Quoted passage:
=-=-=

Single by Alesso featuring Roy English

from the album Forever
- Released: 16 February 2015
- Recorded: 2014
- Genre: EDM;
- Length: 3:43 (radio edit) 5:34 (Extended Mix)
- Label: Def Jam
- Songwriters: Alessandro Lindblad; Brandon Wronski; Mich Hansen; Lucas Secon; Damon Reinagle; Peter Wallevik; Daniel Heløy Davidsen;
- Producer: Alesso

Alesso singles chronology
| "Heroes (We Could Be)" (2014) | "Cool" (2015) | "Sweet Escape" (2015) |

Roy English singles chronology
| "Julianne" (2015) | "Cool" (2015) | "Tongue Tied July" (2015) |

= Cool (Alesso song) =

"Cool" is a 2015 song by Swedish DJ and record producer Alesso featuring vocals from American singer Roy English (also known by his real name Brandon Wronski), the frontman of the former American rock band Eye Alaska. It premiered on February 13, 2015 on BBC Radio 1. The track, which samples Kylie Minogue's "Get Outta My Way", was officially released in Europe on 16 February 2015 and in North America on 17 February 2015. The song was released on 26 April 2015 in the UK.

=-=-=

Material provided:
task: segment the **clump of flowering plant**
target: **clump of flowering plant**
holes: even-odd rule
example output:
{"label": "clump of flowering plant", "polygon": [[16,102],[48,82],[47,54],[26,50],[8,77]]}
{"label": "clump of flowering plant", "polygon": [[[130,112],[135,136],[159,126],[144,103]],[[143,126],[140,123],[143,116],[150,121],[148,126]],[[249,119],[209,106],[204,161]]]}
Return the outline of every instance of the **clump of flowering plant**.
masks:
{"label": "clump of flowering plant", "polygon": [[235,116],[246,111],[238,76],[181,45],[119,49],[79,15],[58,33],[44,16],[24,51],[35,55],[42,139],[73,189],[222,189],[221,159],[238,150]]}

=-=-=

Task requirements:
1: Answer these questions using the page about the song "Cool":
(a) Which label released the song?
(b) On which radio station did the song premiere?
(c) Which Kylie Minogue track does the song sample?
2: Rewrite the page about the song "Cool" from "Single by Alesso" up to and including "5:34 (Extended Mix)", changing "Forever" to "Endless Nights".
3: Carry on the page about the song "Cool" from where it stops.

Answers given:
1:
(a) Def Jam
(b) BBC Radio 1
(c) "Get Outta My Way"

2:
Single by Alesso featuring Roy English

from the album Endless Nights
- Released: 16 February 2015
- Recorded: 2014
- Genre: EDM;
- Length: 3:43 (radio edit) 5:34 (Extended Mix)

3:
The cover art references his single "Tear The Roof Up" as the locker reads "Tear The Roof Up!"

==Music video==
A music video for the song was commissioned. It was produced by Emil Nava, and was filmed at Venice High School, where the films Grease and American History X and the music video for Britney Spears' "...Baby One More Time", were filmed. Contrary to his anonymous DJ contemporaries, Alesso himself plays the protagonist, a long-haired, bespectacled nerd who is initially mocked by his fellow students but absconds to the dance class, where he encounters an attractive brunette teacher (Claude Racine) with whom he falls in love. About two-thirds of the way through the music video, his infatuation invokes amorous thoughts involving her dancing in a bra and knickers on a bench, a nod to the music video for Van Halen's "Hot for Teacher". These thoughts are interspersed with another man showing him how to dance properly using films containing dance moves. Alesso then uses a school dance to attract the teacher and then dump her with a smile in the middle of the dance floor.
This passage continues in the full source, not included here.